== Consigna de trabajo 1 ==
Indica si cada afirmación coincide con la reseña de Somos luces abismales: (a) el libro reúne ocho textos; (b) el argumento es lo más importante de los cuentos; (c) el primer texto se titula «El sosiego». Responde sí o no y cita las palabras exactas de la reseña que lo deciden.
== Consigna de trabajo 2 ==
Según la reseña de Somos luces abismales, ¿en qué ciudad y en qué año nació Carolina Sanín?
== Consigna de trabajo 3 ==
Continúa la reseña de Somos luces abismales a partir de su última oración.

== Extracto de página ==
- - - - - - -

Reseña: Somos luces abismales, de Carolina Sanín
El fragmento vino hace tiempo a ocupar el lugar de los grandes relatos, suele decirse. Los ocho textos que componen Somos luces abismales, de la colombiana Carolina Sanín (Bogotá, 1973), se enlazan solo a partir de una voz: la primera persona. No para que la autora se cuente a sí misma, sino para buscar un sentido posible a habitar el mundo.
Hay un impulso vital que alimenta los textos: la exploración del nombre de las cosas. De ahí que ya en el primero, "El sosiego", el lenguaje y la escritura ocupen el primer plano. "Cada oración que escribo es un intento por ir a mi lugar, al lugar donde comienza el día", se lee. La frase marca el recurso constante de cruzar el lenguaje con la experiencia. La reflexión constante sobre la palabra y su lugar se vuelven un tejido capaz de capturar en su red una forma de la identidad contemporánea. De ahí que los cuentos borren la distancia entre el ensayo y el cuento. El argumento apenas tiene importancia. Lo que sostiene la prosa es un sentido que parece hacer pie en algunas imágenes para sumergirse en una dirección precisa. De alguna manera, el perro Ánima, el árbol, la paloma, una tórtola, el nido resultan los puntos que hay que unir para descubrir un dibujo total de lo que se cuenta.

- - - - - - -

== Registros extraídos ==
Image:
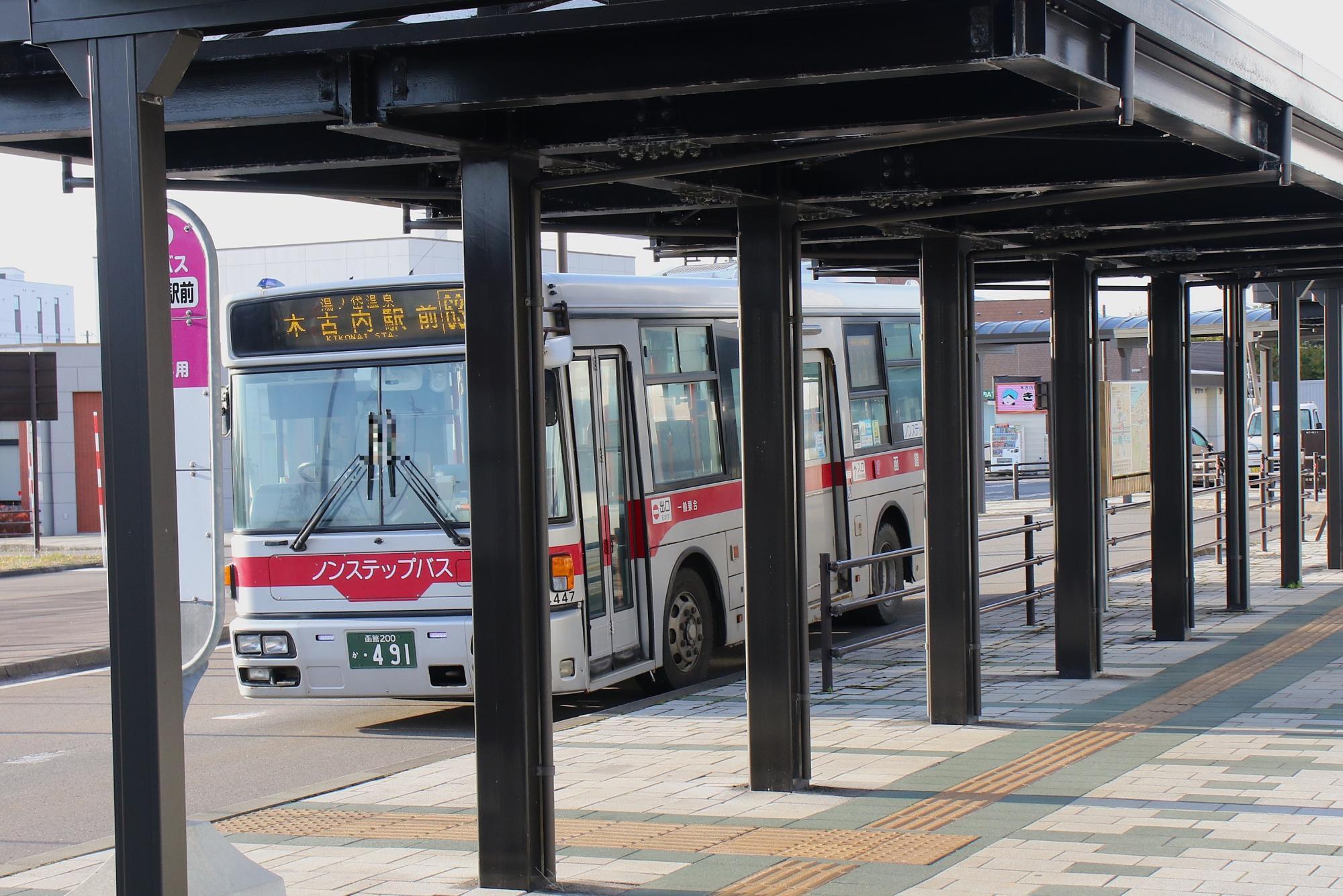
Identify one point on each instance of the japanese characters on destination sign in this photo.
(338, 321)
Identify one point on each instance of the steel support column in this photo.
(777, 632)
(1238, 498)
(515, 765)
(1334, 421)
(1290, 440)
(126, 79)
(1170, 458)
(1079, 505)
(953, 448)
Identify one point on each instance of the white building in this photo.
(244, 268)
(34, 313)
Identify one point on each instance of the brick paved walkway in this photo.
(1212, 766)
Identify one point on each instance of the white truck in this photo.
(1255, 432)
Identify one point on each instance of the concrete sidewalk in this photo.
(1211, 766)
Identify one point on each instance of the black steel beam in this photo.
(1170, 458)
(221, 94)
(777, 603)
(1079, 577)
(56, 20)
(848, 145)
(1236, 466)
(1334, 421)
(1067, 197)
(952, 452)
(647, 52)
(515, 764)
(1290, 434)
(148, 770)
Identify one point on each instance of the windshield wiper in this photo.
(421, 486)
(339, 491)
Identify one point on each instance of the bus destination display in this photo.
(350, 321)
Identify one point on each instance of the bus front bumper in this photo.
(331, 658)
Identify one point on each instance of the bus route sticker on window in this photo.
(661, 510)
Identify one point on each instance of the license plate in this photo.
(381, 650)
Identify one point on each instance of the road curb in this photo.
(65, 568)
(73, 662)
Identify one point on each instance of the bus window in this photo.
(683, 399)
(813, 413)
(295, 434)
(906, 384)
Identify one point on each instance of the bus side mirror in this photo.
(559, 352)
(553, 399)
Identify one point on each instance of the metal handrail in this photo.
(833, 605)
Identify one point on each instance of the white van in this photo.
(1255, 431)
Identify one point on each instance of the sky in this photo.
(50, 235)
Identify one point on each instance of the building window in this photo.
(683, 397)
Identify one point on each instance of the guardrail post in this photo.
(1217, 498)
(828, 673)
(1334, 421)
(1029, 549)
(1238, 546)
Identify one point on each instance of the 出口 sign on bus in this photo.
(340, 321)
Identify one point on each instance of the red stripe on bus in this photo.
(402, 576)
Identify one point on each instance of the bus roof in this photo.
(636, 295)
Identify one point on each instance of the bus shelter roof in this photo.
(1148, 136)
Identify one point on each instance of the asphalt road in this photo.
(56, 745)
(1001, 489)
(56, 749)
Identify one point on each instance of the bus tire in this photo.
(688, 632)
(886, 577)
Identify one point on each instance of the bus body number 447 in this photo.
(381, 650)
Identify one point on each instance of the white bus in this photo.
(349, 411)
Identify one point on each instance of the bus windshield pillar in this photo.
(515, 765)
(1290, 416)
(772, 494)
(1170, 458)
(1075, 463)
(1238, 497)
(953, 448)
(126, 79)
(1334, 419)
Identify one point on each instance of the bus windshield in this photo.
(1256, 428)
(297, 431)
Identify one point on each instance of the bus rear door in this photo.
(605, 472)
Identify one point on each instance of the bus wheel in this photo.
(688, 636)
(887, 576)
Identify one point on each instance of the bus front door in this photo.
(601, 427)
(820, 463)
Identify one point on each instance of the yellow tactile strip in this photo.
(892, 847)
(990, 787)
(792, 878)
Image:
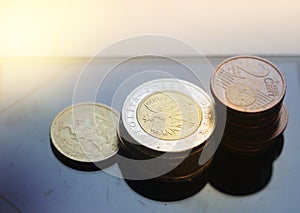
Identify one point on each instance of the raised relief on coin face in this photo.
(169, 115)
(85, 132)
(248, 84)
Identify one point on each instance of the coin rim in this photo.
(61, 151)
(200, 113)
(231, 106)
(174, 145)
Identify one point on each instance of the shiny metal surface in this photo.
(86, 132)
(181, 118)
(33, 180)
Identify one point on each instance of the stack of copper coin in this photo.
(249, 92)
(165, 125)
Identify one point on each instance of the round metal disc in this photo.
(248, 84)
(168, 115)
(86, 132)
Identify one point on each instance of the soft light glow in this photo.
(82, 28)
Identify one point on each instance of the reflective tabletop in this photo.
(32, 179)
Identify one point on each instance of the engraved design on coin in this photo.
(85, 132)
(265, 80)
(169, 115)
(240, 95)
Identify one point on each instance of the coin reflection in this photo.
(243, 175)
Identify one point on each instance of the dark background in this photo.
(32, 179)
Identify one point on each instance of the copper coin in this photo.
(248, 84)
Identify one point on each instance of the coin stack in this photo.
(165, 125)
(249, 92)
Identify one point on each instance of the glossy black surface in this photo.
(32, 179)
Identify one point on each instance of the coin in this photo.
(85, 132)
(252, 90)
(165, 125)
(248, 84)
(168, 115)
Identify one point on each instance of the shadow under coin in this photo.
(159, 188)
(236, 174)
(82, 166)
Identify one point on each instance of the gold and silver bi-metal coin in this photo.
(168, 115)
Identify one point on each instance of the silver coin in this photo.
(86, 132)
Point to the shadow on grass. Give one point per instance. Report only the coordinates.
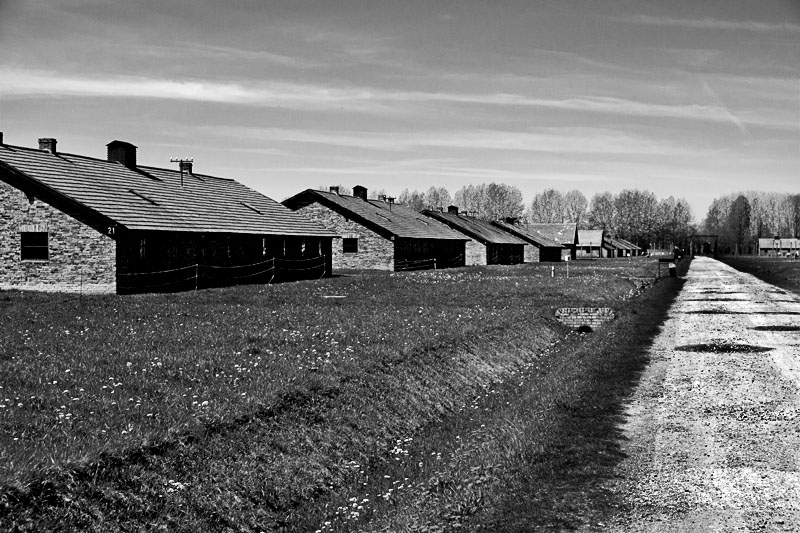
(781, 272)
(561, 485)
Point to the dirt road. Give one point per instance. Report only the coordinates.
(713, 428)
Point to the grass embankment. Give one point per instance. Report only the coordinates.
(781, 272)
(375, 401)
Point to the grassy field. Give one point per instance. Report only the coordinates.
(422, 401)
(780, 271)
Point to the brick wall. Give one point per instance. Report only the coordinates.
(80, 257)
(475, 253)
(374, 252)
(576, 317)
(531, 254)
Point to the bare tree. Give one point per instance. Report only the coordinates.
(415, 199)
(492, 201)
(437, 197)
(602, 212)
(548, 206)
(739, 223)
(574, 206)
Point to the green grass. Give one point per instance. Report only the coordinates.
(263, 407)
(782, 272)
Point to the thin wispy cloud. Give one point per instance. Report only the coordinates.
(23, 83)
(713, 24)
(552, 140)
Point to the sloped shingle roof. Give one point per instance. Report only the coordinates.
(593, 237)
(389, 220)
(524, 233)
(563, 233)
(622, 244)
(150, 198)
(480, 230)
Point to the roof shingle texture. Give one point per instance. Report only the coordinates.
(150, 198)
(388, 219)
(475, 228)
(526, 233)
(592, 237)
(563, 233)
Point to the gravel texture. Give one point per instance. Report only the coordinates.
(713, 432)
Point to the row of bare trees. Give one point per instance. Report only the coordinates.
(742, 218)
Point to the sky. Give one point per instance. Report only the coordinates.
(693, 99)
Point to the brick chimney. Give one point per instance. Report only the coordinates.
(122, 152)
(48, 143)
(360, 192)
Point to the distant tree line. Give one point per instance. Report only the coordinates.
(741, 218)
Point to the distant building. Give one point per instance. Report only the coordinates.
(778, 247)
(623, 248)
(565, 233)
(593, 243)
(70, 222)
(487, 244)
(380, 234)
(538, 248)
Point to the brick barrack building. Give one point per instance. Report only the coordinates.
(379, 234)
(71, 222)
(487, 244)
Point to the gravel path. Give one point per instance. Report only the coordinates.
(713, 431)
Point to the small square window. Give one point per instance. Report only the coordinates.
(350, 245)
(34, 246)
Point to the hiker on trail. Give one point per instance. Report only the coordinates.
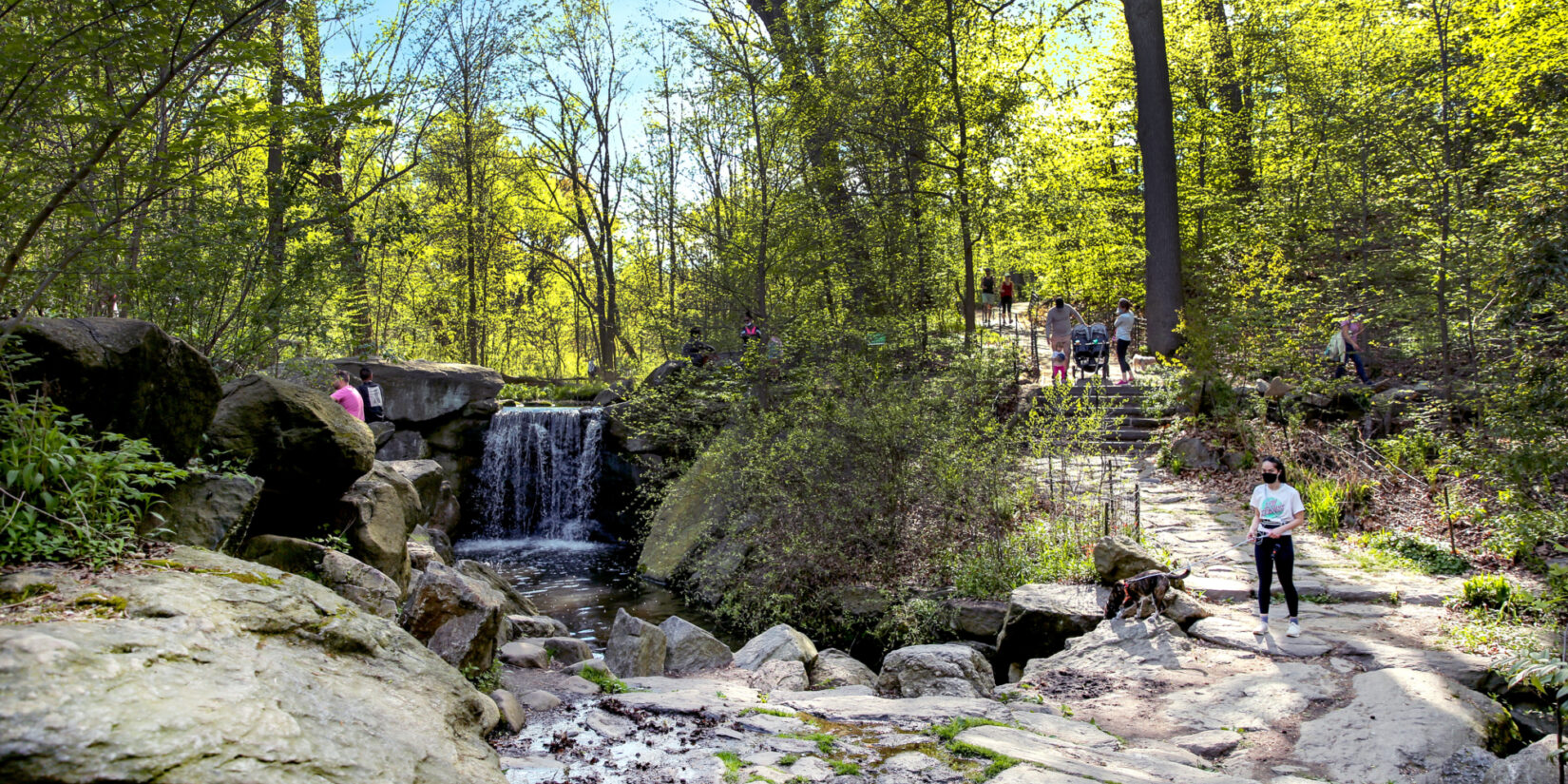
(750, 333)
(371, 395)
(1059, 325)
(347, 395)
(988, 294)
(1276, 508)
(1350, 331)
(697, 350)
(1123, 327)
(1007, 298)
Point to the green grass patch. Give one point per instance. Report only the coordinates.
(733, 764)
(999, 762)
(1410, 550)
(844, 769)
(605, 680)
(767, 711)
(950, 730)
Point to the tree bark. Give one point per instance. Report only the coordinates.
(1157, 149)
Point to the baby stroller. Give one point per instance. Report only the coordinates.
(1092, 350)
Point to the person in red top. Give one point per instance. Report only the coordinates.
(1007, 298)
(1350, 330)
(345, 395)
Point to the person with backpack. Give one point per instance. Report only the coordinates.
(1059, 325)
(1276, 508)
(347, 395)
(986, 294)
(1007, 298)
(371, 395)
(1123, 327)
(1350, 333)
(750, 333)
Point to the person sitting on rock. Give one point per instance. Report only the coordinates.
(371, 393)
(697, 350)
(347, 395)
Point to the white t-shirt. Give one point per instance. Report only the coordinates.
(1124, 327)
(1276, 507)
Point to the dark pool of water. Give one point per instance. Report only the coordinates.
(582, 583)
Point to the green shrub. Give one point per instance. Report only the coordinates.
(67, 492)
(1517, 533)
(1487, 591)
(1416, 552)
(1326, 502)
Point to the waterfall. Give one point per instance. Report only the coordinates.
(540, 472)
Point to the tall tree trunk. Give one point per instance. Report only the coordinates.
(1157, 149)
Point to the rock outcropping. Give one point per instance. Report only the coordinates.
(223, 672)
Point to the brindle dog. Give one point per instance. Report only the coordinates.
(1133, 593)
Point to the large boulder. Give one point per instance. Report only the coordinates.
(834, 668)
(234, 673)
(453, 618)
(1042, 618)
(936, 670)
(299, 441)
(125, 376)
(421, 391)
(1119, 557)
(636, 648)
(499, 590)
(781, 643)
(349, 578)
(1401, 720)
(204, 510)
(690, 648)
(425, 475)
(976, 618)
(378, 513)
(1536, 764)
(779, 676)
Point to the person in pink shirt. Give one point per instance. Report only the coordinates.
(347, 395)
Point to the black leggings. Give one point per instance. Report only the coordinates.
(1272, 554)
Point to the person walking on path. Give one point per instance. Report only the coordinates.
(1350, 331)
(1007, 298)
(1276, 508)
(986, 294)
(1123, 327)
(371, 395)
(1059, 327)
(347, 395)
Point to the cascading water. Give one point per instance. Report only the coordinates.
(540, 474)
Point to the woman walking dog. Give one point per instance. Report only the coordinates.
(1276, 508)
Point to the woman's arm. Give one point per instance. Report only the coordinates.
(1299, 518)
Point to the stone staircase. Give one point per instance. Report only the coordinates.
(1124, 427)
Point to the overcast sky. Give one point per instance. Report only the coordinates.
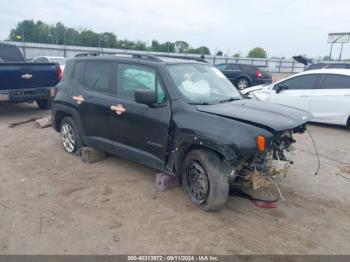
(282, 27)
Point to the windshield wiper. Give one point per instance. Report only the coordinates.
(200, 103)
(229, 99)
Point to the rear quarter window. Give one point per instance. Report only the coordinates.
(335, 82)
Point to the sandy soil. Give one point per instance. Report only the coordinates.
(52, 203)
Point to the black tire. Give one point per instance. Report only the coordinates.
(69, 122)
(218, 186)
(242, 83)
(44, 104)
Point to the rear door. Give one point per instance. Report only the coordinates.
(330, 100)
(141, 131)
(297, 93)
(93, 100)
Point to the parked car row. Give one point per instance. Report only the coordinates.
(180, 116)
(325, 93)
(21, 81)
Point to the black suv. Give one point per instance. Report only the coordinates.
(244, 76)
(179, 116)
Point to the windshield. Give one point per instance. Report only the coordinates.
(60, 61)
(203, 84)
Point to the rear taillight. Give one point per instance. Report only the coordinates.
(53, 91)
(59, 73)
(258, 73)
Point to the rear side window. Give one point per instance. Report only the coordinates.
(97, 76)
(300, 82)
(335, 82)
(131, 78)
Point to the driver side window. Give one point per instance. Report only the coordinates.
(299, 82)
(131, 78)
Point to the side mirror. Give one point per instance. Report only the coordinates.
(280, 88)
(144, 96)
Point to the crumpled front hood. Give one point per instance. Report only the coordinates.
(271, 116)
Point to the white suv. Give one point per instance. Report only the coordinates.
(325, 93)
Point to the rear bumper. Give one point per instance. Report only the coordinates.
(25, 95)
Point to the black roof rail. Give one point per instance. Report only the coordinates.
(184, 57)
(134, 55)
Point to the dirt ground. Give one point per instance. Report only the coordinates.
(52, 203)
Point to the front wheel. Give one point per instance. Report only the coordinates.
(203, 180)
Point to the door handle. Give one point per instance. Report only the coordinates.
(26, 76)
(118, 109)
(79, 99)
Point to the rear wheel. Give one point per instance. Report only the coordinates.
(44, 104)
(203, 180)
(69, 135)
(243, 83)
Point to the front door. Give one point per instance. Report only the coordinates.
(140, 131)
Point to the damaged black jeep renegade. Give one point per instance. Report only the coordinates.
(179, 116)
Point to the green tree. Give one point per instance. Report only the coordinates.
(257, 52)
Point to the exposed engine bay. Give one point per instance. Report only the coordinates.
(263, 169)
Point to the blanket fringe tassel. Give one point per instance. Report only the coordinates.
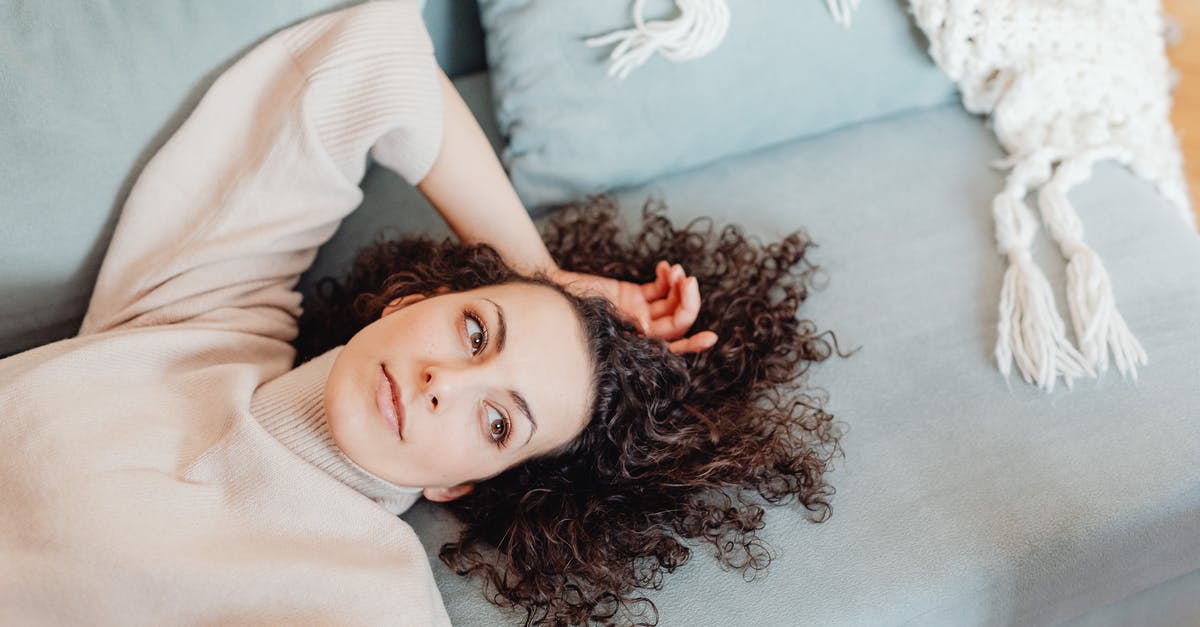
(699, 30)
(1098, 326)
(1030, 332)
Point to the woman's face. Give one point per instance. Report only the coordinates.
(451, 389)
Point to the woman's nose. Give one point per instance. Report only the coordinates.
(443, 384)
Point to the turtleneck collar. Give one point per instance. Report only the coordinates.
(292, 408)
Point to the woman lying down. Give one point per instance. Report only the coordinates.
(172, 464)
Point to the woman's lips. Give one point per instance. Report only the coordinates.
(388, 401)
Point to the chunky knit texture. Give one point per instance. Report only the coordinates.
(168, 466)
(1065, 85)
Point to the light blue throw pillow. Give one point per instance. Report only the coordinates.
(784, 71)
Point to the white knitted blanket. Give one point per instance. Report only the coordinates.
(1066, 84)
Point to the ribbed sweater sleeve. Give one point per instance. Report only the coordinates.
(233, 208)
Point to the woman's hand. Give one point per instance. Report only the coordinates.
(665, 308)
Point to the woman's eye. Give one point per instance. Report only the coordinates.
(497, 425)
(477, 336)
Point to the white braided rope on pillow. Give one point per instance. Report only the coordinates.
(1066, 84)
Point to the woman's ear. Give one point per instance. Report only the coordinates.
(401, 303)
(441, 495)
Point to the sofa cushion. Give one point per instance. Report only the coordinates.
(963, 499)
(90, 93)
(785, 70)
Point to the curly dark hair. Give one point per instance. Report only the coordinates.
(676, 448)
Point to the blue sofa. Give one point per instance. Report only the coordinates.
(963, 499)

- - - - - - -

== Respuesta escrita 1 ==
(a) Sí: «Los ocho textos que componen Somos luces abismales».
(b) No: «El argumento apenas tiene importancia».
(c) Sí: «ya en el primero, "El sosiego", el lenguaje y la escritura ocupen el primer plano».

== Respuesta escrita 2 ==
En Bogotá, en 1973.

== Respuesta escrita 3 ==
Relatos como "Un potro" y "Nidos y tumbas" son, además, un cuento y la serie de sucesos que los inspiraron. En ese sentido, algunas escenas de Somos luces abismales aparecen como las recurrencias y obsesiones que van delineando una poética y dejan a la vista un mito de origen de la escritura.
La prosa de Sanín, autora también del alabado Los niños, revela el sentido de sucesos azarosos como la enfermedad de una amiga o la muerte de un profesor. Las preguntas van a abrir el camino a las ideas. Una curiosidad: en "Las Pléyades", escrito en 2018, reflexiona sobre qué nos habla un virus. "De nuestras palabras. De cuanto está disociado en el hombre y es su desvío, su desvarío, su engaño, su estar y no estar y es también parte de su acción y su energía".
El recuerdo y la memoria son constantes que la escritora colombiana enlaza en su deriva. Las imágenes bordean un misterio que nunca termina de revelarse. Y en ese movimiento la escritura va fundando un territorio propio a medida que lo nombra. Las frases avanzan sostenidas por la cuerda del sentido, como si fueran un barrilete, hasta que de tanto en tanto la narración les da un tirón para llevarlas más alto.